Extract each line of the data below that contains the string "item".
--- START Raw data ---
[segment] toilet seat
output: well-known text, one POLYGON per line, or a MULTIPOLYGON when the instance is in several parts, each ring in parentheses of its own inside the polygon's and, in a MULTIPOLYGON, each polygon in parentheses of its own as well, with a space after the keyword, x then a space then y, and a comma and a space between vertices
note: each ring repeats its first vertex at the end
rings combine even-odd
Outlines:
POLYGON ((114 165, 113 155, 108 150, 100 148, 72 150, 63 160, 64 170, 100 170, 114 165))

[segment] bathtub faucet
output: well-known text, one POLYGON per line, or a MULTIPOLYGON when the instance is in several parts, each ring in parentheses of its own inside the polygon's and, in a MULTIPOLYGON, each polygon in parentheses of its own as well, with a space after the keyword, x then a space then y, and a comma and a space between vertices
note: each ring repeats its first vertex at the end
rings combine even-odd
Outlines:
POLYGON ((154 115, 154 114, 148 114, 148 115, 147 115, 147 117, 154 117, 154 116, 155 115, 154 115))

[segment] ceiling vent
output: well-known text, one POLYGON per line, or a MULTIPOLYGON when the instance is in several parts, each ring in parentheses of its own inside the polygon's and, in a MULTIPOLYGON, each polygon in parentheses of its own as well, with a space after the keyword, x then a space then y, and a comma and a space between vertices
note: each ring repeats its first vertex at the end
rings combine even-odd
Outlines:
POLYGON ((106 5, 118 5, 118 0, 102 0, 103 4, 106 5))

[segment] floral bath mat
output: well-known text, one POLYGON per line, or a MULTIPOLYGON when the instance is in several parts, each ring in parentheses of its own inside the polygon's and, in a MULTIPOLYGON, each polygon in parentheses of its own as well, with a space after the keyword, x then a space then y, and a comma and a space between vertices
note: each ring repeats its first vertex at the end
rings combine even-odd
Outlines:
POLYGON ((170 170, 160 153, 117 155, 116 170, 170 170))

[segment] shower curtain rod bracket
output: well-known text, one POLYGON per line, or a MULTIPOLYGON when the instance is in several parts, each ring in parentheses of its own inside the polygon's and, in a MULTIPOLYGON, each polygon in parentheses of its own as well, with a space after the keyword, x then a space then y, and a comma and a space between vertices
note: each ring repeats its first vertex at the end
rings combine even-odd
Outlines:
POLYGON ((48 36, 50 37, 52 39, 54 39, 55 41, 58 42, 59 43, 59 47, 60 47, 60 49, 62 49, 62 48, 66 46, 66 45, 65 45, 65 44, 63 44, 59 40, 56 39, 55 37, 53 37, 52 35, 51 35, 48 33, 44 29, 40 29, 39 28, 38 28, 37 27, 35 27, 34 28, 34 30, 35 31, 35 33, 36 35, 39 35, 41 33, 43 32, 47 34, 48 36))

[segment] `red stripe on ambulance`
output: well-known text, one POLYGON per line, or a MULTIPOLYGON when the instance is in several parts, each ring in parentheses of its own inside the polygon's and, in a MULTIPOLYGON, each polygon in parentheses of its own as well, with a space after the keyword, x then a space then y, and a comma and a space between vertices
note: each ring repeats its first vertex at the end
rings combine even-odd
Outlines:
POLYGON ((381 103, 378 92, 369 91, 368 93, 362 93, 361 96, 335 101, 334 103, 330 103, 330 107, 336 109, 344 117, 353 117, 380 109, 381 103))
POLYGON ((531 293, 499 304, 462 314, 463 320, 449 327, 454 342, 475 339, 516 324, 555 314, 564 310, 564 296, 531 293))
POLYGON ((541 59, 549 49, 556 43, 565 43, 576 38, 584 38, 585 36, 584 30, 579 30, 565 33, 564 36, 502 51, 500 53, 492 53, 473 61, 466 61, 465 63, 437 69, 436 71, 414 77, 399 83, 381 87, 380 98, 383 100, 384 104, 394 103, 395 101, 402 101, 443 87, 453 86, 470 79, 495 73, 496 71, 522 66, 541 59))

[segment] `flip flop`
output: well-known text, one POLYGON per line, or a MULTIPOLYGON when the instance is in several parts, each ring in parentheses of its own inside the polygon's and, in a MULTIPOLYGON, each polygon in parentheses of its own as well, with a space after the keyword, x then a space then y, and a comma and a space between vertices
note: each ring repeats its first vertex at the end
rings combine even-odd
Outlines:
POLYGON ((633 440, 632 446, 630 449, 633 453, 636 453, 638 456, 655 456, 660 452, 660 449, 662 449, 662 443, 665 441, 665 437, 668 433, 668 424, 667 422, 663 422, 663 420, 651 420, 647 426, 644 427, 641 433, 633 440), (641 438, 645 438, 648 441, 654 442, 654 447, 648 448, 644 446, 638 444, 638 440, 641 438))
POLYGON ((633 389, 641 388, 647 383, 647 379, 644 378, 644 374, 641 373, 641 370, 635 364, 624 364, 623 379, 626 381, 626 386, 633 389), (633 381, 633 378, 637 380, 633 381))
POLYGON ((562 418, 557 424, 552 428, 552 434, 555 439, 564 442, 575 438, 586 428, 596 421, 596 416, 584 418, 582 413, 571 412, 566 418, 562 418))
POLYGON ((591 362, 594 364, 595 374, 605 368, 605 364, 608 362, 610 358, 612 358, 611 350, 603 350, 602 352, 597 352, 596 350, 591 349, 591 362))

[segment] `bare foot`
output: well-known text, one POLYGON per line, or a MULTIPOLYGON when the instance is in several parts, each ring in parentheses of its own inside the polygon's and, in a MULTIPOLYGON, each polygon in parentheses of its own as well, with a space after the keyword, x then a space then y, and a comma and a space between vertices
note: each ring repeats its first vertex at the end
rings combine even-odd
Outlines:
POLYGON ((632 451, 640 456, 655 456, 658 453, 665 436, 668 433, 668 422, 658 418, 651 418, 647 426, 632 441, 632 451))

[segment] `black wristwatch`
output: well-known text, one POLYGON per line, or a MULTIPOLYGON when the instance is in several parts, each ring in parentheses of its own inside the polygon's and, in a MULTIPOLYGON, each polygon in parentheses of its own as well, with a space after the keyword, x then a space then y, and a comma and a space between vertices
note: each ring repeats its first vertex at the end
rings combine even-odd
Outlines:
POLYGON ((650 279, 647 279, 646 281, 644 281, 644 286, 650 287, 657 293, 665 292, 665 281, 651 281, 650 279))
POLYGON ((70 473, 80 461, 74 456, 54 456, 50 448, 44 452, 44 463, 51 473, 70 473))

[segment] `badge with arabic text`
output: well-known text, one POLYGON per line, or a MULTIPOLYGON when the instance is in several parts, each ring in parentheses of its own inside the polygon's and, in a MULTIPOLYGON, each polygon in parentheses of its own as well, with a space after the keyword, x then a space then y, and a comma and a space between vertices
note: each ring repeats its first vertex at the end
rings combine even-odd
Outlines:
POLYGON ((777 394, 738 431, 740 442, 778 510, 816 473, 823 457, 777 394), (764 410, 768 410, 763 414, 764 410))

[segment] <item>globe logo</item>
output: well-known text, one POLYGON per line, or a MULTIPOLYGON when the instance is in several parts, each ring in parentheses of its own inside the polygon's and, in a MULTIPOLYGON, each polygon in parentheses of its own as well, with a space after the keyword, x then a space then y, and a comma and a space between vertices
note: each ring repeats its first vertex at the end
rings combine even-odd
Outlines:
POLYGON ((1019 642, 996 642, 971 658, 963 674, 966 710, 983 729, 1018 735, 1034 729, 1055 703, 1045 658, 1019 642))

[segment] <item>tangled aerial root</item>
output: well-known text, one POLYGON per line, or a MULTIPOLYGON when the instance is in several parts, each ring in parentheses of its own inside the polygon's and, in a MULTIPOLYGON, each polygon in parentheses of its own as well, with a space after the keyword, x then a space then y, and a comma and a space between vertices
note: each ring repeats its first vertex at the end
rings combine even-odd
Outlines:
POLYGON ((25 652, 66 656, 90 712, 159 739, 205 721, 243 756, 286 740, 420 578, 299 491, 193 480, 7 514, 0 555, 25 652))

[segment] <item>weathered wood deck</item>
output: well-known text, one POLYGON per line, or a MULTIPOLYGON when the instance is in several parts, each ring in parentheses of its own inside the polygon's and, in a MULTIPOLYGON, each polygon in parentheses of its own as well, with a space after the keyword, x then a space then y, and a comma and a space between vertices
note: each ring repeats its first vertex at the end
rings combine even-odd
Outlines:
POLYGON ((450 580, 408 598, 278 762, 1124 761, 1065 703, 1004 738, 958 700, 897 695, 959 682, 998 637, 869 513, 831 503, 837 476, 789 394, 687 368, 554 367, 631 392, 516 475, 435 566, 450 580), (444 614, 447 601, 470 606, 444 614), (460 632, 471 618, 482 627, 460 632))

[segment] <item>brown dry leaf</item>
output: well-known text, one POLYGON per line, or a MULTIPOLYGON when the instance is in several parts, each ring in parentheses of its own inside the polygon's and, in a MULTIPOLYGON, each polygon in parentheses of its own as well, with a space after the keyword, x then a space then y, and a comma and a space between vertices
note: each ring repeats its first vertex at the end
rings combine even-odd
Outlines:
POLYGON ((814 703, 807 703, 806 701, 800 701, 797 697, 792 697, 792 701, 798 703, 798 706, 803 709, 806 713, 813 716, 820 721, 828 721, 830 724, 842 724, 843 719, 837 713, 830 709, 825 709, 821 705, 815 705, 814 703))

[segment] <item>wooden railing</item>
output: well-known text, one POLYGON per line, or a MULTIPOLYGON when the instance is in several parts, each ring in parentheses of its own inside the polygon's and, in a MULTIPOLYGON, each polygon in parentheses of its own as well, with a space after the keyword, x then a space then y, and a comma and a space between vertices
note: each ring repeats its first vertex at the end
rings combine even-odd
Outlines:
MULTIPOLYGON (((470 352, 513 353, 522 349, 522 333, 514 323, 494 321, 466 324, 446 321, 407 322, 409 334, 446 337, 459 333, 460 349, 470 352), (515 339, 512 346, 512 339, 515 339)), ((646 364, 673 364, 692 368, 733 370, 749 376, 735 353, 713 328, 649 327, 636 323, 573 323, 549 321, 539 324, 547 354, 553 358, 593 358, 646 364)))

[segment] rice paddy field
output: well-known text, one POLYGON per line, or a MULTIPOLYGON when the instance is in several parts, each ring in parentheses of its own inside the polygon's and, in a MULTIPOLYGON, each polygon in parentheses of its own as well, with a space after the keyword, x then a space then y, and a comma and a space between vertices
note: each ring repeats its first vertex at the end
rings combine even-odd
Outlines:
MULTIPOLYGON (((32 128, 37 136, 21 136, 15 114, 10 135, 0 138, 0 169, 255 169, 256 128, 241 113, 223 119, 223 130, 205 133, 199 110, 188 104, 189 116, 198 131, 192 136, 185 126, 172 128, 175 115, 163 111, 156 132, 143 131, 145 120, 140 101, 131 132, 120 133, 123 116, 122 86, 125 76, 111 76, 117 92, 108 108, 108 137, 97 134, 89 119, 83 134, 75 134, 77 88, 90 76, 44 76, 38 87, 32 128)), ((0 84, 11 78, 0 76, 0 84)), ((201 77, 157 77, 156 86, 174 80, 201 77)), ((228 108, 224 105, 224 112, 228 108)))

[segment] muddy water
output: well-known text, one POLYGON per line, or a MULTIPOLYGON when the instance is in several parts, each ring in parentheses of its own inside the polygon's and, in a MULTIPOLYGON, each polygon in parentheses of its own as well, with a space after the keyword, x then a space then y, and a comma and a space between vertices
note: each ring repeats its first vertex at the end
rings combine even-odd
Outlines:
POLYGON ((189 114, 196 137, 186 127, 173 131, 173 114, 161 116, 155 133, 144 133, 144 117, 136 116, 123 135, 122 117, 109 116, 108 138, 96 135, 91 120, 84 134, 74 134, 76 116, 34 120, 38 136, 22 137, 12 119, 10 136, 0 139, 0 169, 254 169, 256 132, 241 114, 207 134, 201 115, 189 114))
--- END Raw data ---
Task result:
[segment] <item>globe logo</item>
[segment] <item>tangled aerial root</item>
[segment] <item>weathered wood deck</item>
[segment] <item>brown dry leaf</item>
[segment] <item>wooden railing</item>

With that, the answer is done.